Material for this task START

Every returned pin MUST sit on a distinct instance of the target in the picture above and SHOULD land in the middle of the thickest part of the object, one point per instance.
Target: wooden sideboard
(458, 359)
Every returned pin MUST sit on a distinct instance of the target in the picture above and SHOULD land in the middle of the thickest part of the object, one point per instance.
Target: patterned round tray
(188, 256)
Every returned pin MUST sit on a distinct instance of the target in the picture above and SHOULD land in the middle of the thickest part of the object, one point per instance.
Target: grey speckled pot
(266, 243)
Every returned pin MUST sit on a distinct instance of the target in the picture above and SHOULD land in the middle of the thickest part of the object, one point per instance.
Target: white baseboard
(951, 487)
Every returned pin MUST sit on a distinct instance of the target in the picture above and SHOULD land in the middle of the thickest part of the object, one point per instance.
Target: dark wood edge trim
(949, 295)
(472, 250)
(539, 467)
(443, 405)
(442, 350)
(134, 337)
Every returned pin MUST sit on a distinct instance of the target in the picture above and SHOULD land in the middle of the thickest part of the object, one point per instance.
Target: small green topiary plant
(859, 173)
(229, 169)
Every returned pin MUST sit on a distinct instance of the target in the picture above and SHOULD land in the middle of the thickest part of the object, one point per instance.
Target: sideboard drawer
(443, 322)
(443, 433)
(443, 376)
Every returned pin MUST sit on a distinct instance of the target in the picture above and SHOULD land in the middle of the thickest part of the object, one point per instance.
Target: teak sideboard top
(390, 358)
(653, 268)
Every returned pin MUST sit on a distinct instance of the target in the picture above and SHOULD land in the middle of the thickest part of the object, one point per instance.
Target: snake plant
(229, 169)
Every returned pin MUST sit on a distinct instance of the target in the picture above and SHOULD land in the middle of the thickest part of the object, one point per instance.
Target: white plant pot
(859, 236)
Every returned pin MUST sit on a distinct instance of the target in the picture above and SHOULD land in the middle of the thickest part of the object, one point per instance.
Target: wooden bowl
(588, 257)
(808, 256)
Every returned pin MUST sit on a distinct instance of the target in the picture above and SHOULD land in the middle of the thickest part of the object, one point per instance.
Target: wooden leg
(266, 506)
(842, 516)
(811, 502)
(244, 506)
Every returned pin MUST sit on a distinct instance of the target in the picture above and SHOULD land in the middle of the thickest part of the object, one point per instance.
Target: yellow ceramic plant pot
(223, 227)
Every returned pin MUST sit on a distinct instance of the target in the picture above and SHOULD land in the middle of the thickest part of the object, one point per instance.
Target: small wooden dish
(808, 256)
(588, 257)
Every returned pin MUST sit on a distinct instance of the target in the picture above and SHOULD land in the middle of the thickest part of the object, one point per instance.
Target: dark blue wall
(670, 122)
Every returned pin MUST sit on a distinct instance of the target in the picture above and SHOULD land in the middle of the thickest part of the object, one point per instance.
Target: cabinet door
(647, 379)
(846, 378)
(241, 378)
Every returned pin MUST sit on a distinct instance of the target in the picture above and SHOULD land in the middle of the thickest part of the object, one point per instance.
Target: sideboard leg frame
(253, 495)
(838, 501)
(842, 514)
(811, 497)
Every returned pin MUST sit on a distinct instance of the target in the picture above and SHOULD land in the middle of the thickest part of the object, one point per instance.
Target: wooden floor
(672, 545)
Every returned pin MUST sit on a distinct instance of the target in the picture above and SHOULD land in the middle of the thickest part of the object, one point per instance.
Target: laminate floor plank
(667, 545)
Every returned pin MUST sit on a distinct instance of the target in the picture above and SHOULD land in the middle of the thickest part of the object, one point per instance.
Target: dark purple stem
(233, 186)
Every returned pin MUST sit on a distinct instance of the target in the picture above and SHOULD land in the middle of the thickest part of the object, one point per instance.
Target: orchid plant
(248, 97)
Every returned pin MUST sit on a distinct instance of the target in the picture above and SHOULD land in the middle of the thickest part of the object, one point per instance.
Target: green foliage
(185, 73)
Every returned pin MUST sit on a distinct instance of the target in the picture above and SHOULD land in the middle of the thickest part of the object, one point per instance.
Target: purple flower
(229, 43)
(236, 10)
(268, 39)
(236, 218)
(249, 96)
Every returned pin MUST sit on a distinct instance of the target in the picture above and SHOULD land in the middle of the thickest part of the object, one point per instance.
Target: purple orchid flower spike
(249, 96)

Material for this task END

[Brief] Set down all of the data above, word for word.

[Answer area]
Every returned pin MUST sit on a distinct instance of the target in the picture above and SHOULD land in the middle of the thickest part of the object, one point per instance.
Target: wooden sideboard
(458, 359)
Every returned pin MUST sit on a distinct instance of the target in the picture above and SHOULD land in the middle of the thickest part of the object, one point per instance.
Target: patterned round tray
(188, 256)
Every returned pin MUST sit on a distinct instance of the target in the picture above and SHOULD land in the middle of the thickest part of the object, one point per instance.
Target: grey speckled pot
(266, 243)
Every returned pin MUST sit on a distinct instance of the target in the picture above and SHOULD land in the middle of the thickest part of the object, one point per instance.
Target: white baseboard
(951, 487)
Every returned pin MUST sit on a distinct instance of the target in the picture above and SHOULD land in the middle of the thickest part of the object, one point per instance.
Target: dark wood edge trim
(949, 295)
(472, 250)
(539, 467)
(443, 405)
(442, 350)
(134, 337)
Every returned pin MUST sit on a distinct instance of the target in the picture above and SHOULD land in the middle of the thickest part of the object, one point per instance.
Target: small green topiary plant
(859, 173)
(229, 169)
Every returned pin MUST sit on a distinct instance of the target in the picture above and SHOULD land in the middle of the thickest part of the object, one point per instance.
Target: sideboard drawer
(443, 322)
(443, 433)
(443, 376)
Every returned pin MUST sit on a distinct instance of the target in the picture above and SHOULD land in the middle of the thickest part of the object, one point per instance.
Target: teak sideboard top
(390, 358)
(653, 268)
Every returned pin MUST sit on a distinct instance of the target in the picture above and SHOULD land in the middle of the thickest part of the object, one point per instance.
Target: snake plant
(229, 169)
Every returned pin MUST sit on a distinct instance of the target in the picture above and SHOULD land in the middle of the thickest part of the object, one point per instance.
Target: white plant pot
(859, 236)
Every returned pin MUST sit on a distinct instance of the target in the picture above and SHOULD land in the middle of the thickest part of the object, one point per instance.
Target: wooden bowl
(588, 257)
(808, 256)
Every returned pin MUST sit on a distinct instance of the target in the picture above and SHOULD land in the middle of the thickest part of the object, one point per instance.
Target: wooden leg
(266, 506)
(842, 516)
(811, 502)
(244, 506)
Every returned pin MUST sit on a distinct instance of the target in the picture above and SHOULD land in the middle of the thickest part of the object, one point per instance.
Target: yellow ceramic plant pot
(223, 227)
Every returned pin MUST sit on a distinct instance of the target in the picture above and SHOULD land in the middle of the thickest part of the object, one point per instance.
Target: small wooden dish
(808, 256)
(588, 257)
Every returned pin MUST sit on a distinct instance of the target in the picture above and SHOULD land in the middle of the thickest part of the object, one point per instance.
Target: dark blue wall
(670, 122)
Every returned pin MUST sit on a distinct instance of the target in the picture above and SHOULD land in the middle of the thickest part of the object, one point per instance.
Target: cabinet door
(647, 379)
(846, 378)
(241, 378)
Every returned pin MUST sit on a distinct instance of the target in the picture above and SHOULD land in the middle of the thickest part of the object, one point per instance.
Target: sideboard leg frame
(253, 495)
(838, 501)
(842, 514)
(811, 497)
Every returned pin MUST sit on a distinct instance of the target in the picture above and SHOULD land in the middle of the thickest part of the object, one point per instance.
Target: wooden floor
(672, 545)
Every returned pin MUST sit on a distinct instance of the target in the picture above and SHOULD land in the middle of the thickest part of the object, one point per instance.
Target: laminate floor plank
(667, 545)
Every returned pin MUST sit on a distinct instance of the target in the picture above and SHOULD land in the middle of the thickest part of the object, one point per instance.
Target: dark purple stem
(233, 186)
Every returned pin MUST sit on a distinct instance of the target in the picture above and SHOULD land in the middle of the thickest part of the object, one point per instance.
Target: orchid plant
(248, 97)
Every returned pin MUST sit on a distinct instance of the target in the picture above and SHOULD land in the middle of the thickest part of the object, one point per instance.
Target: green foliage
(185, 73)
Every returned pin MUST sit on a distinct instance of the target in the picture above and SHOULD land in the middle of the thickest part of the object, one point per instance.
Target: purple flower
(229, 43)
(236, 10)
(268, 39)
(236, 218)
(249, 96)
Every returned pin MUST sit on a distinct instance of the target in the picture above and SHOULD land in the middle of the thickest part of the object, one point per instance.
Target: purple orchid flower spike
(249, 96)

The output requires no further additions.